TASK DETAILS
Please retype the listing exactly, beginning at the line that contains "target | white ceiling" and continuing through the end of the listing.
- - - - -
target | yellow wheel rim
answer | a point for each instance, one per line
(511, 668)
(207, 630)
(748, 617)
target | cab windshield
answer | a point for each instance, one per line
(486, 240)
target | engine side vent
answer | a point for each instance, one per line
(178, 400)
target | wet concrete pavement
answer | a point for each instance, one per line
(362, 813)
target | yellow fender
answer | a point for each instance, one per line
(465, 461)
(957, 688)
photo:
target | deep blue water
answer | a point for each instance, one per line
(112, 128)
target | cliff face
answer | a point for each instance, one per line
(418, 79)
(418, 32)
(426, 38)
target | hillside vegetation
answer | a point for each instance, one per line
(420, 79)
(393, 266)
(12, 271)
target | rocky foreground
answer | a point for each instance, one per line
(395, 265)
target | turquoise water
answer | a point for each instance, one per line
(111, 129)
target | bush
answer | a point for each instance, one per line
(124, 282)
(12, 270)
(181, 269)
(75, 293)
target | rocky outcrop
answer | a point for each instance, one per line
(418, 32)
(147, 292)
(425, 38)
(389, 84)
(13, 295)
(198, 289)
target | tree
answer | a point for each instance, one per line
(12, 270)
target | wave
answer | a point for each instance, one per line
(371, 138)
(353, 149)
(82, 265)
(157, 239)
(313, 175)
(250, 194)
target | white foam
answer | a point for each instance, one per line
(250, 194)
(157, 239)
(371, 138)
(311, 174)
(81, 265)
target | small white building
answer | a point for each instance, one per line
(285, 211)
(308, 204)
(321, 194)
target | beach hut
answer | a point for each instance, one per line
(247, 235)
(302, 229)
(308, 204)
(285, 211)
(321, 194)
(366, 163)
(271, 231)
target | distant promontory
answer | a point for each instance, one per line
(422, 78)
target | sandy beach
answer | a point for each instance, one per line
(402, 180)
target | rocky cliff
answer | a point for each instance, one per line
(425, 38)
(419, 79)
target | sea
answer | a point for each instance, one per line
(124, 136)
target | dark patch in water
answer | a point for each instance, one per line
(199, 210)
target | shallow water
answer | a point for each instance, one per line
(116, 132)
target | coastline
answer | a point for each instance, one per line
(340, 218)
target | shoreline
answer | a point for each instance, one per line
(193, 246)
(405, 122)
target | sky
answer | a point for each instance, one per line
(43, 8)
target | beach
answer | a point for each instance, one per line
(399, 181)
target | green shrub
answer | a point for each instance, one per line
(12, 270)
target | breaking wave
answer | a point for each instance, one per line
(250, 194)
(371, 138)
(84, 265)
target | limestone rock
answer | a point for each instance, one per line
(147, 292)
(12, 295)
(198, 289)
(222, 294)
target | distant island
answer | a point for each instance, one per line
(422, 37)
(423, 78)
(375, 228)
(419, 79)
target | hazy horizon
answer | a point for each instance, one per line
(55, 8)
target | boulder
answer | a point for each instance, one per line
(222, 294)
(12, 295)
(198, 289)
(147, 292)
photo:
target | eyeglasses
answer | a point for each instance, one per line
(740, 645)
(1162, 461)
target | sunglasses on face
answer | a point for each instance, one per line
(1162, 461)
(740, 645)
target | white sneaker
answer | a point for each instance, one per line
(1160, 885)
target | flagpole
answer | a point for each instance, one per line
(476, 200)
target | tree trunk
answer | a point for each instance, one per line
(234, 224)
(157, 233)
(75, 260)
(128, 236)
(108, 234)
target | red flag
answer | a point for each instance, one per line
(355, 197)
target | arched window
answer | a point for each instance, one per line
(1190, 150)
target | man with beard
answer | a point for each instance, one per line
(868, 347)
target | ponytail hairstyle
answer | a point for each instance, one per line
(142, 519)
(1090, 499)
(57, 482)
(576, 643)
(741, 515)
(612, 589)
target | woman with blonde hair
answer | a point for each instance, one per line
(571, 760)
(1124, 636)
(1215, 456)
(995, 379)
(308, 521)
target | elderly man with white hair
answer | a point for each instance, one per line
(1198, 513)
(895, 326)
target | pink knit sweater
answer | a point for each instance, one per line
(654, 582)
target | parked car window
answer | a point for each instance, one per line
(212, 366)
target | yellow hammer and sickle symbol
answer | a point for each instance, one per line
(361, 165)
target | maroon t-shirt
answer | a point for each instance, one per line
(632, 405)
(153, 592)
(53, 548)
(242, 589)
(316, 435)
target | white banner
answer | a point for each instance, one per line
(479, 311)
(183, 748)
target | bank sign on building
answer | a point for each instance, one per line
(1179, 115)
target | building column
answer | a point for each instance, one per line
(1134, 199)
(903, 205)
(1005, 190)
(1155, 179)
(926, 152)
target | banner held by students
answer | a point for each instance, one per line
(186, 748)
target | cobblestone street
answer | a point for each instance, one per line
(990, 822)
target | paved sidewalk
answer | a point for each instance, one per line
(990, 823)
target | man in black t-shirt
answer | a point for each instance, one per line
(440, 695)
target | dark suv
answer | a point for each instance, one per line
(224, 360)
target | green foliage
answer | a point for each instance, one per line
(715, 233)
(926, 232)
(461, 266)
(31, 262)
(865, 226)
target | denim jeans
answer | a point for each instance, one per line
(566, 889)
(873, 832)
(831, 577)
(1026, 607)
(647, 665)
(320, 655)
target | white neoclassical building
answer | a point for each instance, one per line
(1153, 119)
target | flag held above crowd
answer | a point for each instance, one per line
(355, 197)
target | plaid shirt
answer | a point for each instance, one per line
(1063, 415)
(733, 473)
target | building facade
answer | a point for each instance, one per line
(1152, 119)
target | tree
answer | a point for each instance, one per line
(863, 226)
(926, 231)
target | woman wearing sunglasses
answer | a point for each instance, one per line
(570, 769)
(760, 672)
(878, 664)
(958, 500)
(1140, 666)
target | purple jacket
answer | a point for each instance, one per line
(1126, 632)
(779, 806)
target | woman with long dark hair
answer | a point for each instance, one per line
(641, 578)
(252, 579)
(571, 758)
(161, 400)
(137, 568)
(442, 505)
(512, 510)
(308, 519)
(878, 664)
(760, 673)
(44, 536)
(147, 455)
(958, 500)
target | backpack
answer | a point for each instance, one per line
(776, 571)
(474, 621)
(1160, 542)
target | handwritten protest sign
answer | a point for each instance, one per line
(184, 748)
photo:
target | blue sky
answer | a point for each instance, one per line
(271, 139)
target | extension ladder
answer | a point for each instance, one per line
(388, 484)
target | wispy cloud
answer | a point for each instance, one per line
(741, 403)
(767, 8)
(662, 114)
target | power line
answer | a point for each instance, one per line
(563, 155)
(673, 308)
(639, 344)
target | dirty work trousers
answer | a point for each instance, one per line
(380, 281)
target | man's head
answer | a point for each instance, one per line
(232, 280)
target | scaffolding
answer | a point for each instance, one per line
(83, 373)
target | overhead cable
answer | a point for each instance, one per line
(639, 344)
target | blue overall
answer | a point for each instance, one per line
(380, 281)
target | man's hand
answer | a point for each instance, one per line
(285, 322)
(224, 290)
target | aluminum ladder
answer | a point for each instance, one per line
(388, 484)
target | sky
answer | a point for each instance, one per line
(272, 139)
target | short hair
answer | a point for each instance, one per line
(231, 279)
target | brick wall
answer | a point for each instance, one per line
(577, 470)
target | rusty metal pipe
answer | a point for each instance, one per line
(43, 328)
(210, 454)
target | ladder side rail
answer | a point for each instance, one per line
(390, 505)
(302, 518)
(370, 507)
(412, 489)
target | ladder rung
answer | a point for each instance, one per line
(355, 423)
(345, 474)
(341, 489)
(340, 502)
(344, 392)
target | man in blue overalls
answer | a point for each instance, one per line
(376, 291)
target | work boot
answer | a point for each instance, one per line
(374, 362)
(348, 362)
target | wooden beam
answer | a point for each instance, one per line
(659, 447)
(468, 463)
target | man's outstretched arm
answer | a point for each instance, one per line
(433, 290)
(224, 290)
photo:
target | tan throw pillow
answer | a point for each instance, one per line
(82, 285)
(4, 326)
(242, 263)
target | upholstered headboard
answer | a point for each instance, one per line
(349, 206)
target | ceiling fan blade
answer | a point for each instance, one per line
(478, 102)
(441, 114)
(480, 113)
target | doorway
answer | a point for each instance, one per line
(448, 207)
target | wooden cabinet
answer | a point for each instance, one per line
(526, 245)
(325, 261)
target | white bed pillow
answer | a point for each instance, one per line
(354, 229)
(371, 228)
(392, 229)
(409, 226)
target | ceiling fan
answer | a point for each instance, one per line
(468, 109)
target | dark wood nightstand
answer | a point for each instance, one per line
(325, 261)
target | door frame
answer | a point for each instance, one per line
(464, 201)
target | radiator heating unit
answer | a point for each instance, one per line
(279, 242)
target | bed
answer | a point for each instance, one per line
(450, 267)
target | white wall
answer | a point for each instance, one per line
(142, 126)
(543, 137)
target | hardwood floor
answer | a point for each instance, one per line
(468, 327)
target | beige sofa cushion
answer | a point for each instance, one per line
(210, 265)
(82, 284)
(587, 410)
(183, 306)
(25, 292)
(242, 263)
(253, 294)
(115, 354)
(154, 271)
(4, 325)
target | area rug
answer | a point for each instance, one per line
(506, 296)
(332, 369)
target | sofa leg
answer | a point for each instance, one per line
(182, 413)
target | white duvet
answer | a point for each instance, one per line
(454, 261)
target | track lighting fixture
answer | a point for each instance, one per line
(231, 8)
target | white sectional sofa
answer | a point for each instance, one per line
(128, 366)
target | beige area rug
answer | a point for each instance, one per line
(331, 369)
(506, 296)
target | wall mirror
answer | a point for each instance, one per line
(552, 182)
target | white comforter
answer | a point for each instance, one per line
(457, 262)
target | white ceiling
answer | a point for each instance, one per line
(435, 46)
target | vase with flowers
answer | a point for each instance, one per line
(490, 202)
- - - - -
EXERCISE RESPONSE
target | white ceiling
answer | a point for each instance, one per line
(435, 46)
target | vase with flowers
answer | a point for each instance, one per line
(490, 202)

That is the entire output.